* **Aim of the exercise**
Each line of the material must be repeated precisely, with the pictures left out.

* **Working data**

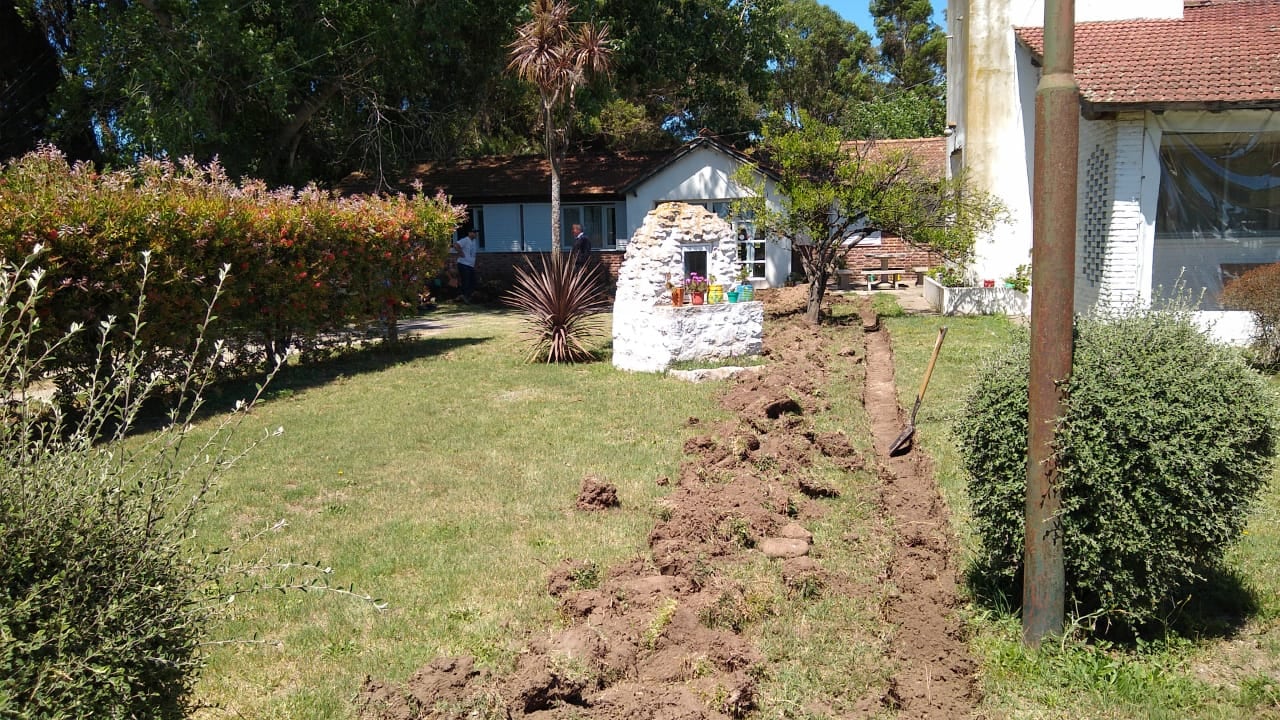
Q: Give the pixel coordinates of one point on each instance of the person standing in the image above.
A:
(581, 246)
(466, 250)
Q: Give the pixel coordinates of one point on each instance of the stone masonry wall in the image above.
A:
(648, 332)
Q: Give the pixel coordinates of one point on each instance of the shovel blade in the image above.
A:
(904, 441)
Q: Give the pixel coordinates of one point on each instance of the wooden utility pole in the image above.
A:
(1057, 140)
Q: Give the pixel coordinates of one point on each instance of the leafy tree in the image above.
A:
(695, 64)
(823, 63)
(831, 188)
(28, 71)
(556, 55)
(908, 113)
(286, 90)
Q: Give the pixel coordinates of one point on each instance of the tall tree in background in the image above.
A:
(912, 62)
(823, 65)
(28, 72)
(286, 90)
(913, 49)
(556, 57)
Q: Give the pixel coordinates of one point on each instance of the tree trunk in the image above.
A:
(553, 160)
(813, 259)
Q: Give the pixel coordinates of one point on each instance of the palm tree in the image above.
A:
(556, 57)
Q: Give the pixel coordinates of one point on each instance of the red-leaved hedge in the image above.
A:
(301, 263)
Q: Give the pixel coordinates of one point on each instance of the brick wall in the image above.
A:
(860, 258)
(501, 267)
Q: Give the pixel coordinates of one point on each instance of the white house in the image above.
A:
(609, 194)
(1179, 162)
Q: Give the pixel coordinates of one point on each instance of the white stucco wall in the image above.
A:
(705, 174)
(996, 131)
(991, 85)
(1028, 13)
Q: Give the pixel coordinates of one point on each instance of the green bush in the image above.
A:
(101, 601)
(1258, 292)
(1165, 441)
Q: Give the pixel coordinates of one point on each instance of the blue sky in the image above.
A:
(856, 12)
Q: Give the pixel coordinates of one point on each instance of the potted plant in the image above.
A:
(676, 285)
(714, 291)
(745, 290)
(696, 286)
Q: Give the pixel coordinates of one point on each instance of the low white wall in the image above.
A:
(976, 300)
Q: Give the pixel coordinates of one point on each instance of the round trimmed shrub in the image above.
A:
(1165, 442)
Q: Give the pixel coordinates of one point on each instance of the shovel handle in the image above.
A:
(928, 373)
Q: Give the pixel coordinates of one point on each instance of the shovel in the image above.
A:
(904, 441)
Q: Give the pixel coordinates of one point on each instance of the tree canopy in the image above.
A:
(309, 90)
(831, 188)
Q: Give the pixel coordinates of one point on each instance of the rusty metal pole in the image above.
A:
(1057, 140)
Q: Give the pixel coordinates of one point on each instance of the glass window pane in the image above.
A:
(695, 261)
(1219, 209)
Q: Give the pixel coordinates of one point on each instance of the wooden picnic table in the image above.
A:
(885, 258)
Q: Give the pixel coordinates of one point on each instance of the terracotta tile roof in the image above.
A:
(929, 151)
(1220, 54)
(524, 178)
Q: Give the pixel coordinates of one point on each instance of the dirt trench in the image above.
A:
(661, 637)
(936, 675)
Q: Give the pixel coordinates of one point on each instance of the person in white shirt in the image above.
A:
(466, 250)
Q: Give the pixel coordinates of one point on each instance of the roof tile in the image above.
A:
(1220, 53)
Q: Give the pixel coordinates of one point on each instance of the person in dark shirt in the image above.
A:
(581, 246)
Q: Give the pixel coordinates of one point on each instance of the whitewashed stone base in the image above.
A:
(648, 332)
(976, 300)
(663, 336)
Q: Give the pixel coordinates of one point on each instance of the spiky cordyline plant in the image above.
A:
(562, 302)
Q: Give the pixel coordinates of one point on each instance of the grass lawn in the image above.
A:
(1205, 678)
(440, 479)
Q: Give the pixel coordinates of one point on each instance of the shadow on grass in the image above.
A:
(342, 363)
(1216, 607)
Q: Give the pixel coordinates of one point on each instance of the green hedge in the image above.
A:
(1258, 292)
(302, 263)
(1165, 442)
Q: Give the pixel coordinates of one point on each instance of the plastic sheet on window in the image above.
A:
(1219, 210)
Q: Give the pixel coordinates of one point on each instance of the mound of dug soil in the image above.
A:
(659, 637)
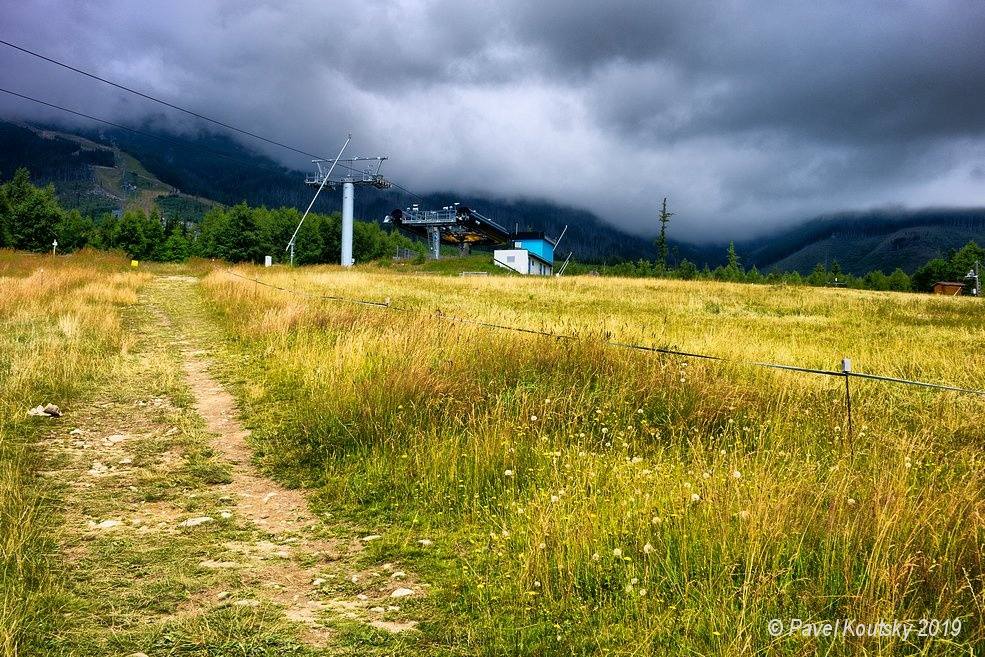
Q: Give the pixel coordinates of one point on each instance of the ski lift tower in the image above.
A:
(354, 171)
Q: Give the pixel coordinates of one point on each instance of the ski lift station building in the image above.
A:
(532, 254)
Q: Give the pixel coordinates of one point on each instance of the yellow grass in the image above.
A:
(60, 321)
(591, 499)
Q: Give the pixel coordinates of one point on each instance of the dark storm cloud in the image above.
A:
(745, 114)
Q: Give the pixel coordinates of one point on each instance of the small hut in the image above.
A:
(948, 288)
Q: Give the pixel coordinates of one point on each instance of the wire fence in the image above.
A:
(846, 372)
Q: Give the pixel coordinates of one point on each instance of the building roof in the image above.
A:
(533, 235)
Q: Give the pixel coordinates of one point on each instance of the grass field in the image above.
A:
(61, 329)
(546, 496)
(588, 500)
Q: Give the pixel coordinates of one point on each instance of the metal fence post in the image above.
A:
(846, 369)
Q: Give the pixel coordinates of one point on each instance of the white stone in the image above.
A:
(108, 524)
(247, 603)
(195, 522)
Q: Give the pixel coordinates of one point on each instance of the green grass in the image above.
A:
(584, 500)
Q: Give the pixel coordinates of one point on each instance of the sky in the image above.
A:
(749, 116)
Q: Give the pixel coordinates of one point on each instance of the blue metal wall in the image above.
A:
(540, 248)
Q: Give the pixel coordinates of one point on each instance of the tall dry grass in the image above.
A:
(593, 500)
(60, 322)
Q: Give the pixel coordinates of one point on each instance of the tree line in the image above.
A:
(31, 218)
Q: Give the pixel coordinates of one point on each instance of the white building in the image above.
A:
(532, 254)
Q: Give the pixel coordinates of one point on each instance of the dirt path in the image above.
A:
(173, 536)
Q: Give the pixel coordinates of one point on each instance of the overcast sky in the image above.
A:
(746, 114)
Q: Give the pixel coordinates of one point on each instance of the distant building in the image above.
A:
(532, 254)
(948, 288)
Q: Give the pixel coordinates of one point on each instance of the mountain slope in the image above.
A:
(863, 242)
(159, 168)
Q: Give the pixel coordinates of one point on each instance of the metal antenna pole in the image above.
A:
(290, 245)
(561, 236)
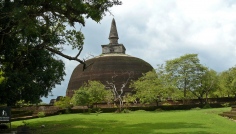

* **Expected answer**
Q: Give the pixel coordinates of one point on each instance of the person standing in the image above.
A:
(581, 246)
(466, 250)
Q: Give the pixel coordinates of one point on each instance of the stone masonry wall in the image above.
A:
(648, 332)
Q: Give the pixel coordinates of one point on each instance of the shovel blade in the image above.
A:
(904, 441)
Q: Give the pixel coordinates of one point on each instance of the wooden utility pole in the image above.
A:
(1057, 140)
Q: Give the pixel coordinates of one point on each instance of the leafy tree in the image above.
A:
(695, 64)
(823, 63)
(831, 188)
(28, 71)
(556, 55)
(908, 113)
(286, 90)
Q: Give the pixel coordinates of one point on each instance of the tall tree in background in the image above.
A:
(912, 62)
(823, 65)
(28, 72)
(286, 90)
(913, 49)
(556, 57)
Q: Give the pixel coordinates of one point on each instance of the tree trunk in the image above.
A:
(553, 160)
(813, 259)
Q: Give the pixel coordinates of one point on each instance of the palm tree in the image above.
A:
(556, 57)
Q: Give the pixel coordinates of one point on each instance of the red-leaved hedge in the image above.
A:
(301, 263)
Q: Give the pixel coordinates of one point on each instance of the brick wall in the image above.
A:
(860, 258)
(501, 267)
Q: Give the pixel coordinates of one point on each instance of the white house in the image above.
A:
(609, 194)
(1179, 162)
Q: Give the pixel coordinates of one point on each instance of the white stucco wall in the image above.
A:
(705, 174)
(996, 131)
(991, 85)
(1028, 13)
Q: Give the pixel coordinates of one point on each instance of the green bush in the image above.
A:
(101, 601)
(1258, 292)
(1165, 441)
Q: Give the pixel coordinates of one point on each instance of the blue sky in the image above.
A:
(856, 12)
Q: Give the pixel coordinates of one point on each instance of the potted plant in the image above.
A:
(676, 285)
(714, 291)
(745, 290)
(696, 286)
Q: Give the pixel coordinates of one point on each instance of the low white wall in the image above.
A:
(976, 300)
Q: Give the pixel coordinates of one point on each instance of the round trimmed shrub in the image above.
A:
(1165, 442)
Q: Give the pixel coordinates of one point on each instance of the shovel handle in the image above.
A:
(928, 373)
Q: Give the pixel coordinates of one point on each instance of the shovel in the image above.
A:
(904, 441)
Q: Give the pixel coordinates of one point on each instance of the tree canopy in the image above.
A:
(309, 90)
(831, 188)
Q: Give the pixel coordinates of one point on each instance of the rusty metal pole in the image above.
A:
(1057, 140)
Q: Give the pixel coordinates of one point on each instance of the glass window pane in the image above.
A:
(695, 261)
(1219, 209)
Q: Give the pixel coordinates of one point on each instance of the wooden picnic table in the image above.
A:
(885, 258)
Q: Give the pixel coordinates of one point on each instance of the terracotta tile roof in the image above.
A:
(929, 151)
(1220, 54)
(524, 178)
Q: Give the pixel coordinates of one point on each instance of the dirt trench in the image above.
A:
(661, 637)
(936, 675)
Q: Give the pixel coordinates of one point on each instance of the person in white shirt in the image above.
A:
(466, 250)
Q: Give the pixel coordinates of one point on each instance of the roof tile in the image above.
A:
(1220, 53)
Q: Give the pixel coordinates of one point on each instance of the person in dark shirt in the image above.
A:
(581, 246)
Q: Give the pixel coordinates of one point on each instance of the whitewashed stone base in the image above.
A:
(648, 332)
(976, 300)
(663, 336)
Q: Give the pixel coordinates of one point on each instance of the spiky cordyline plant in the image above.
A:
(562, 302)
Q: Give the pixel coordinates of one point on each instance of the grass lawn in the image above.
A:
(1205, 678)
(440, 479)
Q: Give the pixel coordinates of one point on each instance of the shadow on grass in the image above.
A:
(342, 363)
(1216, 607)
Q: Give the pixel coordinates of one point on each instance of the green hedge in the image above.
A:
(1258, 292)
(302, 263)
(1165, 442)
Q: Give the pixel coordinates of one point on each instance of the plastic sheet on window in the image above.
A:
(1219, 210)
Q: Give the pixel coordinates of one point on each instance of the mound of dug soil in the image above.
A:
(659, 637)
Q: Give the pixel coordinates of one point on each instance of the ski lift tower in the image above.
A:
(354, 171)
Q: Give the pixel coordinates of one point on each instance of the ski lift station building in the image above.
A:
(532, 254)
Q: Give the pixel coordinates of one point on each instance of the yellow grass in the image above.
A:
(60, 321)
(591, 499)
Q: Give the pixel coordinates of one point on each instance of the dark storm cloud in the image above.
A:
(745, 114)
Q: Give the pixel coordinates of one point on each instance of the small hut in the image above.
A:
(948, 288)
Q: Give the pixel coordinates of one point on each instance of the wire fence in the image above.
A:
(846, 372)
Q: Give the pixel coordinates of one point on each instance of the building roof in the image above.
A:
(533, 235)
Q: Give the pixel coordinates of one point on each instance of the grass field in the image above.
A:
(61, 329)
(546, 496)
(588, 500)
Q: Give the pixel coordinates of one point on each instance of the metal fence post in the image above.
A:
(846, 369)
Q: Give the pixel coordinates of one point on each instance of the white stone in the image above.
A:
(108, 524)
(247, 603)
(195, 522)
Q: Give the pixel coordinates of one point on each instance of the green grass in the image above.
A:
(584, 500)
Q: Give the pixel coordinates of one point on each instance of the sky in the image above.
A:
(749, 116)
Q: Give the pixel coordinates of one point on each instance of the blue metal wall in the image above.
A:
(540, 248)
Q: Give the pixel coordinates of one point on each instance of the tall dry grass in the image above.
A:
(593, 500)
(60, 322)
Q: Give the pixel coordinates of one point on each instance of the tree line in the image above.
A:
(31, 218)
Q: Give the pixel coordinates of one point on each instance of the white building in the image above.
A:
(532, 254)
Q: Give the pixel coordinates of one point on each instance of the dirt path in the image above.
A:
(173, 536)
Q: Give the pixel coordinates of one point on each instance of the overcast sky in the image above.
A:
(746, 114)
Q: Give the pixel coordinates of one point on each instance of the distant building in the image above.
A:
(532, 254)
(948, 288)
Q: Give the pixel coordinates of one point on each instance of the mountain slope in the image above.
A:
(863, 242)
(159, 168)
Q: Give the pixel coordinates of one point on each instance of the metal antenna pole in the image above.
A:
(290, 245)
(561, 236)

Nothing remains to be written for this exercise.